** Aim of the task **
Your task is to copy every line below that contains the word "tree".

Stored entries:
[Start of section]
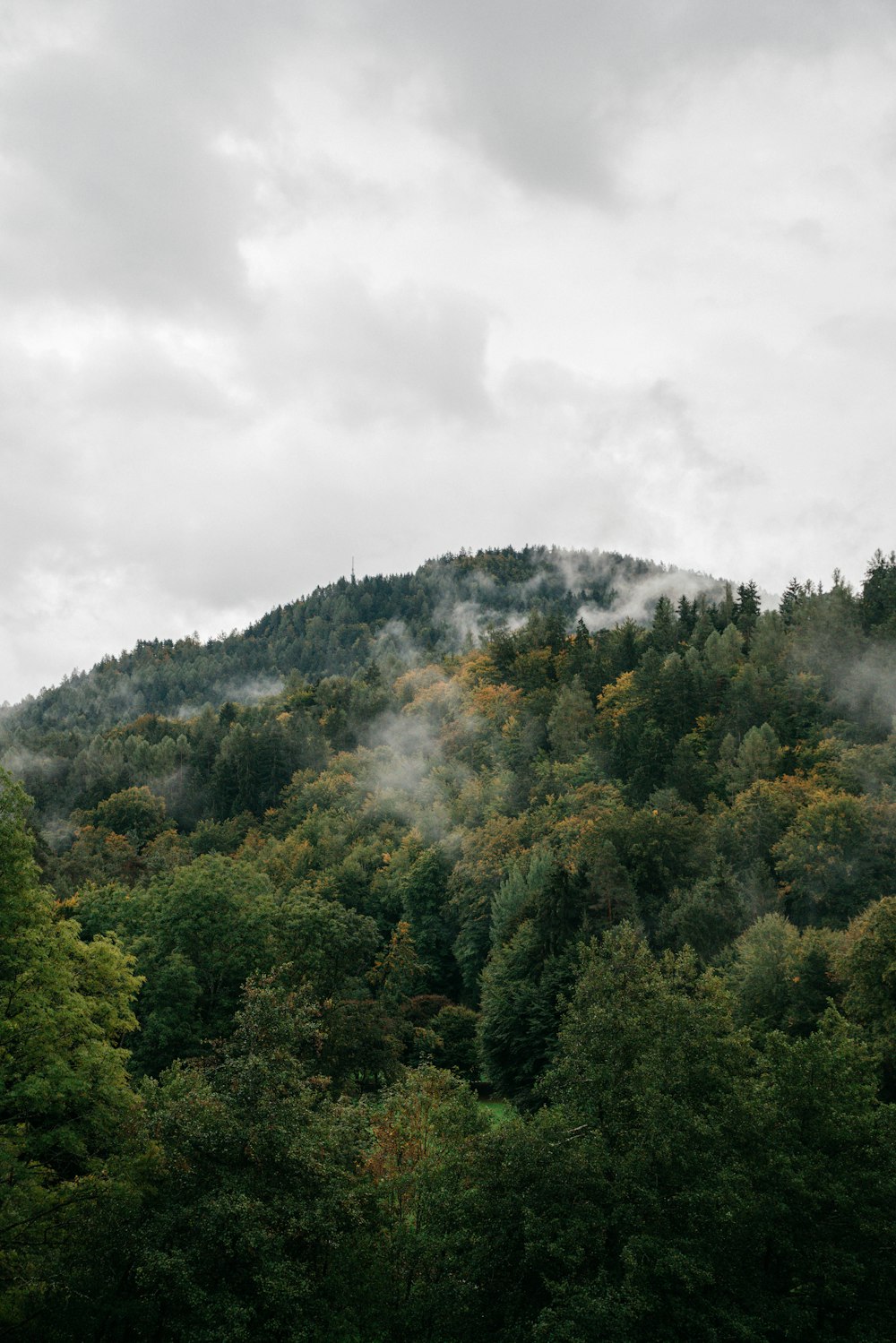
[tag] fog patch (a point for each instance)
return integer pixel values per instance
(868, 689)
(635, 599)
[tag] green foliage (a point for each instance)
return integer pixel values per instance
(69, 1119)
(410, 857)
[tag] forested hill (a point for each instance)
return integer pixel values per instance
(443, 607)
(632, 882)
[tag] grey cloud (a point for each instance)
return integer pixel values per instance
(113, 196)
(405, 355)
(552, 93)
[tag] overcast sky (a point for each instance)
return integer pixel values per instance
(292, 282)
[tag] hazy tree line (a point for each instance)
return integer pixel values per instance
(263, 965)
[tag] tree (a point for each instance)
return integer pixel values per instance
(253, 1230)
(69, 1119)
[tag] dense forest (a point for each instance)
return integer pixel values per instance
(503, 951)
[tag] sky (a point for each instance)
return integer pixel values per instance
(288, 285)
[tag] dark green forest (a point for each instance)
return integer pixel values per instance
(501, 951)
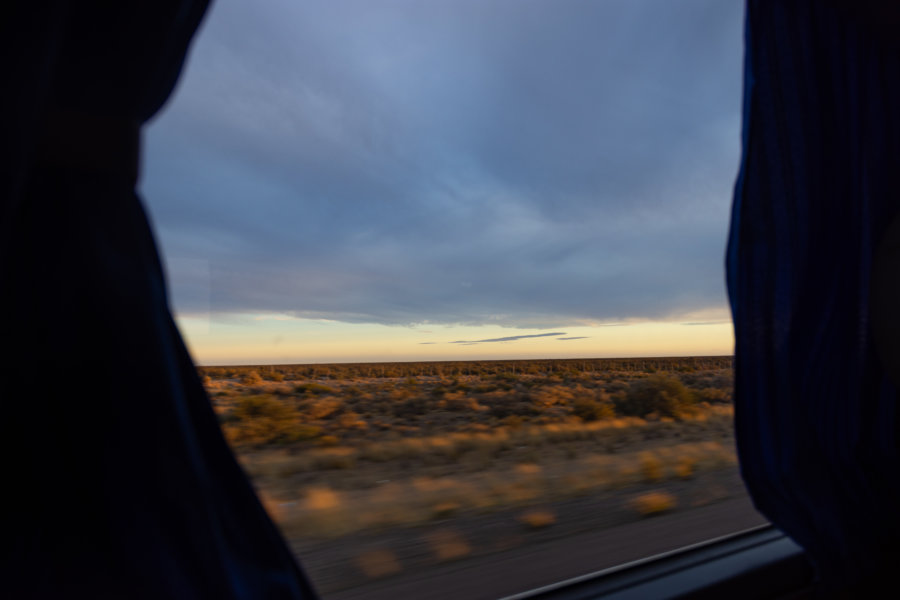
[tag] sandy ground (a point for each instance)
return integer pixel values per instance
(488, 556)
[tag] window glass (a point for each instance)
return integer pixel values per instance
(429, 255)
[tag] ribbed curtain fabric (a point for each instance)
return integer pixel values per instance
(816, 414)
(118, 482)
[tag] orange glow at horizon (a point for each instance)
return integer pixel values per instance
(286, 340)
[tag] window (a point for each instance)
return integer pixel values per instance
(454, 238)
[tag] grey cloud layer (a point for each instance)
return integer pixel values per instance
(524, 163)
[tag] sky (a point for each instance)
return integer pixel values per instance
(380, 180)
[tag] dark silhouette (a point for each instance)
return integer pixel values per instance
(114, 490)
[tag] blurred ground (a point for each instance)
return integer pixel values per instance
(488, 556)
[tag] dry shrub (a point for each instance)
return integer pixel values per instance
(261, 420)
(653, 503)
(251, 378)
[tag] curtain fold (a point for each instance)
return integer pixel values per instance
(816, 415)
(119, 481)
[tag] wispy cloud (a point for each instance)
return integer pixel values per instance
(511, 338)
(528, 164)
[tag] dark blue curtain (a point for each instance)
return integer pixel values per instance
(816, 413)
(118, 482)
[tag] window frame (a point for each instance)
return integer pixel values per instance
(757, 563)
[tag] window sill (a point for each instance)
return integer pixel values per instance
(758, 563)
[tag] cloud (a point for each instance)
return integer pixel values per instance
(527, 164)
(511, 338)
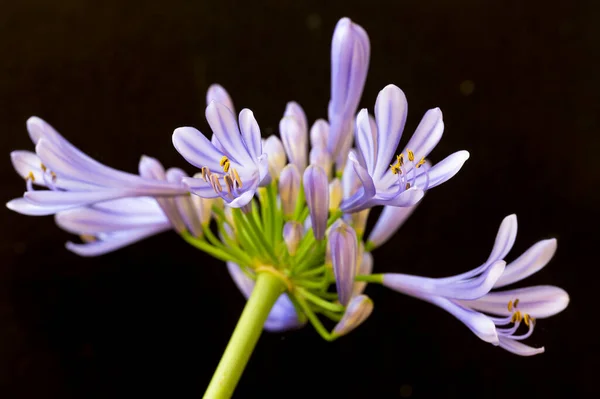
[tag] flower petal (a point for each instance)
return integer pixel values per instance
(463, 289)
(539, 301)
(443, 170)
(196, 148)
(366, 141)
(477, 322)
(116, 241)
(390, 113)
(530, 262)
(518, 348)
(295, 141)
(250, 133)
(224, 126)
(427, 135)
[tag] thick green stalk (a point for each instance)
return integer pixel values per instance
(245, 336)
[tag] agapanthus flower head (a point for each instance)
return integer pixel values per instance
(399, 180)
(289, 220)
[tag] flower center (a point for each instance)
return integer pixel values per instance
(403, 170)
(231, 178)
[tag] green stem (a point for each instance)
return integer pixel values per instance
(245, 336)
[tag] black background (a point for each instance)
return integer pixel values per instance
(117, 77)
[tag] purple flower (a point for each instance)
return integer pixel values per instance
(111, 225)
(402, 183)
(350, 50)
(316, 190)
(283, 315)
(494, 317)
(74, 179)
(343, 247)
(233, 164)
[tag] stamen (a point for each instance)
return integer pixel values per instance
(225, 164)
(236, 177)
(229, 183)
(400, 159)
(516, 317)
(205, 173)
(214, 181)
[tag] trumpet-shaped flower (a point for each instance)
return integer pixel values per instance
(404, 182)
(234, 167)
(73, 178)
(494, 317)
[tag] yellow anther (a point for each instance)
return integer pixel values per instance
(236, 177)
(205, 173)
(516, 317)
(225, 164)
(229, 183)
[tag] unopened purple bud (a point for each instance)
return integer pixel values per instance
(292, 234)
(319, 133)
(218, 94)
(295, 140)
(320, 156)
(289, 187)
(343, 245)
(316, 189)
(275, 155)
(335, 194)
(357, 311)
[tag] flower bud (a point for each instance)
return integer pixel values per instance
(292, 234)
(289, 187)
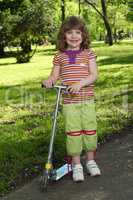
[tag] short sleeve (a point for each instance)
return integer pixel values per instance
(91, 54)
(56, 60)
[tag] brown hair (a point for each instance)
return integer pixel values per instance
(72, 22)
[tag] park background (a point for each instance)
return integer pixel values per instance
(28, 31)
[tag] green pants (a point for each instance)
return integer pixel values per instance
(80, 127)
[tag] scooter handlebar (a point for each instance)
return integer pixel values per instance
(56, 86)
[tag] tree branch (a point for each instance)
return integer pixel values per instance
(93, 5)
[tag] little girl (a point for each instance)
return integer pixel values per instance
(75, 66)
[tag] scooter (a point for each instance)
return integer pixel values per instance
(49, 173)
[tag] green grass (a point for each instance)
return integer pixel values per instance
(25, 120)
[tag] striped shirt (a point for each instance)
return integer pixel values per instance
(74, 66)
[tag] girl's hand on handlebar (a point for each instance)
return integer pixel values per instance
(47, 83)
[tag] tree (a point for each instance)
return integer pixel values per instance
(103, 14)
(63, 10)
(130, 11)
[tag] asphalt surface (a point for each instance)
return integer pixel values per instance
(115, 158)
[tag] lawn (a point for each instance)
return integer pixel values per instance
(25, 108)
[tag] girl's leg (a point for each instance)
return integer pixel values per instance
(90, 155)
(76, 160)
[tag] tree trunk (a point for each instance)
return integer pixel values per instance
(63, 10)
(106, 22)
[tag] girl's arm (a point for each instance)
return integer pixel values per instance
(54, 76)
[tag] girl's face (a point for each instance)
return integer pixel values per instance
(73, 39)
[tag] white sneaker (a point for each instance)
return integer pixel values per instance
(92, 168)
(78, 173)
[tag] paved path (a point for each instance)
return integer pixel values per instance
(115, 159)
[End of section]
** Finished task **
[tag] hazy tree line (a point for each instance)
[tag] tree (a point for each instance)
[tag] tree branch (a point for each instance)
[tag] tree (a point for each instance)
[tag] tree trunk (a point for each instance)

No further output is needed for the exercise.